Rows:
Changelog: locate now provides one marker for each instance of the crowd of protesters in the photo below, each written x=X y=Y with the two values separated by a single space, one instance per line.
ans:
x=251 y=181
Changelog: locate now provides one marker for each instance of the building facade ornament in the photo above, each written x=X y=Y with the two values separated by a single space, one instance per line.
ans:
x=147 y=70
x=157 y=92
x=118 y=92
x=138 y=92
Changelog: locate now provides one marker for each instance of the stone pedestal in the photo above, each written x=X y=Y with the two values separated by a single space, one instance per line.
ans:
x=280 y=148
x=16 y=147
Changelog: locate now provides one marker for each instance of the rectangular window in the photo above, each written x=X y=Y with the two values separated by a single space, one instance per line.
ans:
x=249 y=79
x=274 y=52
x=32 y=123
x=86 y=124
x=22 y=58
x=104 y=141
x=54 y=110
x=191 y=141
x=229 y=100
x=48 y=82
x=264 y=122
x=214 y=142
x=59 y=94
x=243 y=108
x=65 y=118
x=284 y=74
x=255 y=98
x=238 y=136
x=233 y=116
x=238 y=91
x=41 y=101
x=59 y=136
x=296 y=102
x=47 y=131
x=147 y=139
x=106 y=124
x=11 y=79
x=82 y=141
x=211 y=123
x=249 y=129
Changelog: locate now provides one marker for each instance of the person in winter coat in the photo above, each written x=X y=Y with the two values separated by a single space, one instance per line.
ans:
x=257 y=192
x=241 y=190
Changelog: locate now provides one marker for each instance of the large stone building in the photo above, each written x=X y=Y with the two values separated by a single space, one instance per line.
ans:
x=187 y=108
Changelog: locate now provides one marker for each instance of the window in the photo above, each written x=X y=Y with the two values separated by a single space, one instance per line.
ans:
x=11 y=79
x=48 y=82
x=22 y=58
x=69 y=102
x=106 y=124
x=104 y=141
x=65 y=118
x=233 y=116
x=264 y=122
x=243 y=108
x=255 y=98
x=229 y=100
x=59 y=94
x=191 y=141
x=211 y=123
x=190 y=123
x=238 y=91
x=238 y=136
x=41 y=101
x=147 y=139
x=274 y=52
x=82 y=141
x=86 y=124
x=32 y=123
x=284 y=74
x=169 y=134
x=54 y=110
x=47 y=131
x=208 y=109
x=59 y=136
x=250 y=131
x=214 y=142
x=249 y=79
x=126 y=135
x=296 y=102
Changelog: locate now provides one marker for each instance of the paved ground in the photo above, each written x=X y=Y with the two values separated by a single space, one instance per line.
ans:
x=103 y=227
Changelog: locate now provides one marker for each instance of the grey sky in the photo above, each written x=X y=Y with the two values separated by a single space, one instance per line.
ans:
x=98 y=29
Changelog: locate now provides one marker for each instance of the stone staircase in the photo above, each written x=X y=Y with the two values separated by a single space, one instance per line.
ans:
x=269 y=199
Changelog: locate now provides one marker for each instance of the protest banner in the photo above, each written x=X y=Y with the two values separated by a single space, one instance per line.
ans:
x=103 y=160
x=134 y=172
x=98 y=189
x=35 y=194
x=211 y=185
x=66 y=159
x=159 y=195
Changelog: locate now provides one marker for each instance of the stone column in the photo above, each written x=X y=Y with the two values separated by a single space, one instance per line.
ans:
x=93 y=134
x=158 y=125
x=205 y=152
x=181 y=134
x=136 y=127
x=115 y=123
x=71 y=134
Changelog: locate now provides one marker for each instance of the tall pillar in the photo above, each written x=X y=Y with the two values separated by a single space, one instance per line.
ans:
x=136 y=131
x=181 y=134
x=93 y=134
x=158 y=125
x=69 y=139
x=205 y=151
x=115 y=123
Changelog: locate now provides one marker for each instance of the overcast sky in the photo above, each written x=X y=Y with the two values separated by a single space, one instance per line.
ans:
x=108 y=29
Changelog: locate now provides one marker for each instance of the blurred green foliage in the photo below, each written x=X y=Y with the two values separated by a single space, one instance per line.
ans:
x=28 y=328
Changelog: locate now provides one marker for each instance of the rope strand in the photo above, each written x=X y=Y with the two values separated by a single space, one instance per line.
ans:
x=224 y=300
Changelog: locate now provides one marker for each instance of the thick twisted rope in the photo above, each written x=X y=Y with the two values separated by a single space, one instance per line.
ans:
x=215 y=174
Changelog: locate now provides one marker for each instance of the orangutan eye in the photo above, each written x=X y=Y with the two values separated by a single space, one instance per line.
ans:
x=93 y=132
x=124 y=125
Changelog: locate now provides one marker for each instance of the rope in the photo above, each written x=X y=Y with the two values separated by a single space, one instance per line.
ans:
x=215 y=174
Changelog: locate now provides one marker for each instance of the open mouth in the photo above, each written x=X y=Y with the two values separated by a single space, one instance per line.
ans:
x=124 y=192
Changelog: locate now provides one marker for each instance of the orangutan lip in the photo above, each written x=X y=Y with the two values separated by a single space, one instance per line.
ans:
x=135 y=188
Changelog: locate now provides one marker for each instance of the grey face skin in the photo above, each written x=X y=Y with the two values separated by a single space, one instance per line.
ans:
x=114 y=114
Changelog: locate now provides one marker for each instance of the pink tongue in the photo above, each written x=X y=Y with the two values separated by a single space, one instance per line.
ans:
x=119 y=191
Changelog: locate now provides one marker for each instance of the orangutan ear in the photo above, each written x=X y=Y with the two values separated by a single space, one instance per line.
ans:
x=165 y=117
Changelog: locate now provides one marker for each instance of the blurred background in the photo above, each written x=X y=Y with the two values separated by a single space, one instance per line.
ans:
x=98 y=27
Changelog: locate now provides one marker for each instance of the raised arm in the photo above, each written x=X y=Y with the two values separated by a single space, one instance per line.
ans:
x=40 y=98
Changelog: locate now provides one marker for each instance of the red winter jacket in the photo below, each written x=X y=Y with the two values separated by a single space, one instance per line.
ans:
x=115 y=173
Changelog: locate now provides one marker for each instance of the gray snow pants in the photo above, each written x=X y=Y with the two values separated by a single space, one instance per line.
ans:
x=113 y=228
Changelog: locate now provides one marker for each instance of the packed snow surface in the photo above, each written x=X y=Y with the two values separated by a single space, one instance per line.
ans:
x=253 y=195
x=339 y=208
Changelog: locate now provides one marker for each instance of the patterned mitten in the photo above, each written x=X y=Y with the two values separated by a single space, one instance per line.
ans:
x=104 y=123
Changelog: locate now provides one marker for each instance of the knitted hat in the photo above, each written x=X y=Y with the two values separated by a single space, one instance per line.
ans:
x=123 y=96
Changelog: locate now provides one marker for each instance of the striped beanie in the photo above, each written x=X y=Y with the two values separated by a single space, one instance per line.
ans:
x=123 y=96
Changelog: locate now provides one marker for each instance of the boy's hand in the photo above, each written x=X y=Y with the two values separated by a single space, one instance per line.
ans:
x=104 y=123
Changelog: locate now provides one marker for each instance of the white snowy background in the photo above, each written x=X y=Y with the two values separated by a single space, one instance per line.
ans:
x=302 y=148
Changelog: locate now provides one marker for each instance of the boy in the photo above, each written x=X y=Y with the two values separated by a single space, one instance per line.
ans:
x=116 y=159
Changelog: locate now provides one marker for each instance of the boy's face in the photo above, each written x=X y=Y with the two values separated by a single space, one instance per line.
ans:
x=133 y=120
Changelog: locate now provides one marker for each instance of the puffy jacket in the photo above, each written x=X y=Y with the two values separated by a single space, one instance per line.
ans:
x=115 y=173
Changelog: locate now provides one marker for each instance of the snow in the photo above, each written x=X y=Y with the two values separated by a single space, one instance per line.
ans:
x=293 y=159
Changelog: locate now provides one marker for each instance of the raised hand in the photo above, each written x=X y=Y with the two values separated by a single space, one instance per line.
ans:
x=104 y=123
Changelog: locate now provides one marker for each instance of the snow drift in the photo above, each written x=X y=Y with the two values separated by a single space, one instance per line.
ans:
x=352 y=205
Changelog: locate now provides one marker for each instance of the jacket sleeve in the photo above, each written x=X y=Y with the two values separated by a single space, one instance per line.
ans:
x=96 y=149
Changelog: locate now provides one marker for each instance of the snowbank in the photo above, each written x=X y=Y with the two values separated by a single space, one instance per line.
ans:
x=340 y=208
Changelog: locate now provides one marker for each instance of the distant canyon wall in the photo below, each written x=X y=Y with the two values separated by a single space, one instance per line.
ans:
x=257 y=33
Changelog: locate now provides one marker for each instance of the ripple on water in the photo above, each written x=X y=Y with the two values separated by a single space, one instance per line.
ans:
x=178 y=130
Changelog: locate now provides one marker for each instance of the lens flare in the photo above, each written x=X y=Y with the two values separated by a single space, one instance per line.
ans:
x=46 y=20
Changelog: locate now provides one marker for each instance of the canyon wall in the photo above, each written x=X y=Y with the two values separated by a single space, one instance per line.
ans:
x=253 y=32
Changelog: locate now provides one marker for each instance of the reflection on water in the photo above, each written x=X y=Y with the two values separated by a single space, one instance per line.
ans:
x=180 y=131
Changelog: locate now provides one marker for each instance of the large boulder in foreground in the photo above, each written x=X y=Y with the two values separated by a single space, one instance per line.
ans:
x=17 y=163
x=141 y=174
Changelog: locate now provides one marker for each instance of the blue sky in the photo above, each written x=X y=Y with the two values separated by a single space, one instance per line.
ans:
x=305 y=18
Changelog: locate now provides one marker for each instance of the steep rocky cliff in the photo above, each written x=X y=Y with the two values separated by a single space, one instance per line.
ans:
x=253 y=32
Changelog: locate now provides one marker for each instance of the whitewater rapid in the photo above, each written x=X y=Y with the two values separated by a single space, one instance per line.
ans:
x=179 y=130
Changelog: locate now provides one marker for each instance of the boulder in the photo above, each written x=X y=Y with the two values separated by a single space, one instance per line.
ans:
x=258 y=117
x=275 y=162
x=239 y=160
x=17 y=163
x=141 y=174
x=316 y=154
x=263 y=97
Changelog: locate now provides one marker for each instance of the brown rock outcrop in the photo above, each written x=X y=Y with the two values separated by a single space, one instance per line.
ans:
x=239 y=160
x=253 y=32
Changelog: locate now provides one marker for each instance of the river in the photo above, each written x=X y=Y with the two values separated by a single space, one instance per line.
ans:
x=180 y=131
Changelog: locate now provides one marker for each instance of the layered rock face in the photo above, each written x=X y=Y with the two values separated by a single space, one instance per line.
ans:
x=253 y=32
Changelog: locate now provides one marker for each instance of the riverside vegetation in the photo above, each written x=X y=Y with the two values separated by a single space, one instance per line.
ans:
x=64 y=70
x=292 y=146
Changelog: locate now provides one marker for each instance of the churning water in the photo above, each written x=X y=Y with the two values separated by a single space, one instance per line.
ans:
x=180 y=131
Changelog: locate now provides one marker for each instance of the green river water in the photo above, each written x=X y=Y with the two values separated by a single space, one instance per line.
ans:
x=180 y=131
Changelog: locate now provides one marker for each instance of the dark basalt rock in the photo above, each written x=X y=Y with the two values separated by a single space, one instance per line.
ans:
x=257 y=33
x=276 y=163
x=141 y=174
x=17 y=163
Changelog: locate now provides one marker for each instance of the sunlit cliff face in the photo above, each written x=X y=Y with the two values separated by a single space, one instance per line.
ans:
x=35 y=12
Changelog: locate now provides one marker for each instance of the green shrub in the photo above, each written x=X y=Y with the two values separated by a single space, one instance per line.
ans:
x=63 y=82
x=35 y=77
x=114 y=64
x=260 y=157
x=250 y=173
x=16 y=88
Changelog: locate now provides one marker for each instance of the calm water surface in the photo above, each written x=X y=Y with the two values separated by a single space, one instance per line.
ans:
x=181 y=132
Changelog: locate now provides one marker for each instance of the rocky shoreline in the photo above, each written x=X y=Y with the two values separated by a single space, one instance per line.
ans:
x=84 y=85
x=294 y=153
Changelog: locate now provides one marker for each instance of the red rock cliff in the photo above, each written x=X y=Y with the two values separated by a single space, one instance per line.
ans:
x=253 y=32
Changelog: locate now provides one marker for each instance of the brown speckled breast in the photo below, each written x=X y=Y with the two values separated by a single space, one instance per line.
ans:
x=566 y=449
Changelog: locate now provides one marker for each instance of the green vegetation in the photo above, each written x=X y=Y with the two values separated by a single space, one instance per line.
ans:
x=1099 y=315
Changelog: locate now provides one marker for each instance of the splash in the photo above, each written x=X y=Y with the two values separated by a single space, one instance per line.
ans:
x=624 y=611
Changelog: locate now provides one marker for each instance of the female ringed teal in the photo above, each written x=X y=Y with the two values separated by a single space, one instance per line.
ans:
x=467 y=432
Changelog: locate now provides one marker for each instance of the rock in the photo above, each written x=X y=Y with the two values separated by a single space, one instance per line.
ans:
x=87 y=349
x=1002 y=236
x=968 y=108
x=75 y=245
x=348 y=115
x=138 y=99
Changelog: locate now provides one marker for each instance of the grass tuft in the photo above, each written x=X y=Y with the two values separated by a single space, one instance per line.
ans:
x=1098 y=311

What this task involves:
Please rescale the data above, starting at the line that contains "the orangutan lip" and ending at the line that contains "x=119 y=191". Reproduce every line in that span with its wording unchanged, but multiply each x and y coordinate in the answers by 0.5 and round to whole numbers, with halves rounded up.

The reply:
Changelog: locate now provides one marker for each instance of the orangutan lip in the photo above, each written x=X y=Y with the two values separated by a single space, one instance per line.
ans:
x=68 y=94
Changelog: locate now provides one marker for each instance of the grey face skin in the photo above, each written x=X y=Y with the two values separated by a single space, one instance per line.
ans:
x=57 y=57
Changelog: locate now provides one marker for each instance of the pink tongue in the photo above, each written x=X y=Y with the two values separated by a single space, one instance per line.
ans:
x=60 y=96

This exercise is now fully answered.